### WHAT THIS TASK INVOLVES
Please set down the part of the iSymphony queue write-up from "This was on" up to and including "should wait patiently.", keeping every word and mark unchanged.

### SUPPLIED TEXT
Occasionally when using an asterisk based freepbx installation with iSymphony, you will run into problems as you grow your business and dialplan. We will discuss one such hypothetical problem, as we do here:
Suppose you had reps and managers complaining that their iSymphony was blank, or updating so far behind as to be useless. Well i wish this was a less common occurance, however in this story it’s happened. After shutting down the server with
$ /opt/isymphony/server/shutdown.sh
and launching via
$ /opt/isymphony/server/startup.sh
The clients would start up again, but fail shortly after.
The developers thought it might be due to a long dial string, like a long ring group, or possibly a queue with a lot of members, well only if 11 agents and 13 caller is “alot” which it seems like it is unfortunately…
Well it seems that autofill had been enabled on the queue, and it was running around in circles as fast as it could trying to pass calls to agents, even if they were already on the phone or otherwise incapacitated.
Switching to a single call delivery method fixed the whole fiasco, but obviously the drawback is slower call distribution.. if this was for a large anything it would be unacceptable, and only barely so in this case, and only because it’s the 2ndary “lesser” pbx.
It seems this is because FreePBX uses Local channels when it logs members into the queue, this is so that an agent can be any sort of device, however it also means that asterisk doesn’t know that its (most likely) a sip channel, and as such, it doesn’t know it can check it status, so that it would just keep the caller on hold until an agent became available. Instead, it is running through each agent, attempting to deliver X calls (# in queue) constantly to any agent is available.
This was on a asterisk 1.8 , freepbx 2.9 install, however, the same exact problem was observed on Asterisk 11, freepbx 2.11beta. I heard 3rd hand that device hints may be the solution, however my understanding is that those are for programmable buttons on a phone to do 1-click login or similar. Unless there is another type of ‘device hint’. I definitely see the benefit of having Local agents, and I also see why these device hints are necessary, so that if no agents are available, asterisk doesn’t try and deliver calls, it should wait patiently.
Unfortunately there is no good solution yet. I’m currently considering a few options:
1) Logging all agents in as SIP/ and seeing if asterisk gets smarter
2) Rewriting parts of app_queue to that it waits patiently when agents are unavailable (or unknown).
3) Tracing where asterisk may be looking for status of Local channels and filling in the blanks.
I’m not a full-time programmer, though I have done over a thousand hours of programming, so I will need to warm up a bit to tackle the c code inside asterisk, I will practice by trying to follow the code to accomplish #1 and #3.

### MATERIAL PROVIDED
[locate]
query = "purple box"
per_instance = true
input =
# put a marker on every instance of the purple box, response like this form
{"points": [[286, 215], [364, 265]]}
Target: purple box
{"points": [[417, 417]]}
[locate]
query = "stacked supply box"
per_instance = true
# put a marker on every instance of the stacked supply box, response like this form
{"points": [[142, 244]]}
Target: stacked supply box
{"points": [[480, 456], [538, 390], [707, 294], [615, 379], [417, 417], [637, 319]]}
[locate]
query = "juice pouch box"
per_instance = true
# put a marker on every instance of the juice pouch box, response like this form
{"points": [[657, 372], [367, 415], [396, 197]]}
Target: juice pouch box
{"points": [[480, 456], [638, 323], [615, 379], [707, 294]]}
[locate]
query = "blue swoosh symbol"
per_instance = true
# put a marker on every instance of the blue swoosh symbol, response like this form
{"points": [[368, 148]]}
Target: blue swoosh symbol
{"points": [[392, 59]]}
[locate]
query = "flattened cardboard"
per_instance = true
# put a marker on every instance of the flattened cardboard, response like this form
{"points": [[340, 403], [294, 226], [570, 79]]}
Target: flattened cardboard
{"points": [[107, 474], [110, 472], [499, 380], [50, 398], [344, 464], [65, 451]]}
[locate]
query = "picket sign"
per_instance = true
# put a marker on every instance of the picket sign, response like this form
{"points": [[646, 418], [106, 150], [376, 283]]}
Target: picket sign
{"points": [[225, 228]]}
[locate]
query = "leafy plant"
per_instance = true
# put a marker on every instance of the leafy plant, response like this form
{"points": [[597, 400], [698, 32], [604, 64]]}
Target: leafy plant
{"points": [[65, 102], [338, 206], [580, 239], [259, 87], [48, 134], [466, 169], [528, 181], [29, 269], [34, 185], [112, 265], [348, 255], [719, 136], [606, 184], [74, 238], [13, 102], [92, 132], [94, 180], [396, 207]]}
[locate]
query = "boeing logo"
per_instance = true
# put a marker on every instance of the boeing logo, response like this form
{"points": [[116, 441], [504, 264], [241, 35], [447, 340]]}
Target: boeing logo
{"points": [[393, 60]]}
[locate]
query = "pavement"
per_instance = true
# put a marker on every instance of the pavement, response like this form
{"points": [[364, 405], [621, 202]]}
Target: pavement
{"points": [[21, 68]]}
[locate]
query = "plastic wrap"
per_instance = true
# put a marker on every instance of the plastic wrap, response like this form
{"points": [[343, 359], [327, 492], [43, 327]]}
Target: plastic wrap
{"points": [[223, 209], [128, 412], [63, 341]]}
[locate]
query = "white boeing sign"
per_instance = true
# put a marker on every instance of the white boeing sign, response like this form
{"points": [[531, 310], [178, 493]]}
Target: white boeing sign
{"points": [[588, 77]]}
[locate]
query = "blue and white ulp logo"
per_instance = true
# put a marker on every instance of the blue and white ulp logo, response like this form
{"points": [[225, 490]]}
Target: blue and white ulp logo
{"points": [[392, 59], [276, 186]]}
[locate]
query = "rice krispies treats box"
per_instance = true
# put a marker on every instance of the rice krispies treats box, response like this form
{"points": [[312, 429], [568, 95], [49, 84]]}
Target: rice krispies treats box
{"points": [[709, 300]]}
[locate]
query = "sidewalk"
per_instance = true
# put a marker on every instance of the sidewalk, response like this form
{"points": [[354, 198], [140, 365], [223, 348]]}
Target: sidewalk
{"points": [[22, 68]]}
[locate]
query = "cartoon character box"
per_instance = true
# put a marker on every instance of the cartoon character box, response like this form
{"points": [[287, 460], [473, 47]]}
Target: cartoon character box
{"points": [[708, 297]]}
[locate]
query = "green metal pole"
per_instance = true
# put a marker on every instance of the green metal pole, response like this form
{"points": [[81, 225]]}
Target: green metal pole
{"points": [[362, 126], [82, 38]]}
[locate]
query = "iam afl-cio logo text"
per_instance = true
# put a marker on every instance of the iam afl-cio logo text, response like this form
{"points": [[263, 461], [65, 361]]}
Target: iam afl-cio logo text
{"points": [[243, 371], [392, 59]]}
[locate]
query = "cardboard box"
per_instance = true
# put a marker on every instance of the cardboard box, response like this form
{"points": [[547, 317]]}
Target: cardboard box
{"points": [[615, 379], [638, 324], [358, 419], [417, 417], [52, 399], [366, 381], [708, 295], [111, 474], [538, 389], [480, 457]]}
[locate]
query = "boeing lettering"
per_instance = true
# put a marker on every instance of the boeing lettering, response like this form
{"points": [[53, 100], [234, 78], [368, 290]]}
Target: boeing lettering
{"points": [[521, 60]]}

### SOLUTION FOR THIS EXERCISE
This was on a asterisk 1.8 , freepbx 2.9 install, however, the same exact problem was observed on Asterisk 11, freepbx 2.11beta. I heard 3rd hand that device hints may be the solution, however my understanding is that those are for programmable buttons on a phone to do 1-click login or similar. Unless there is another type of ‘device hint’. I definitely see the benefit of having Local agents, and I also see why these device hints are necessary, so that if no agents are available, asterisk doesn’t try and deliver calls, it should wait patiently.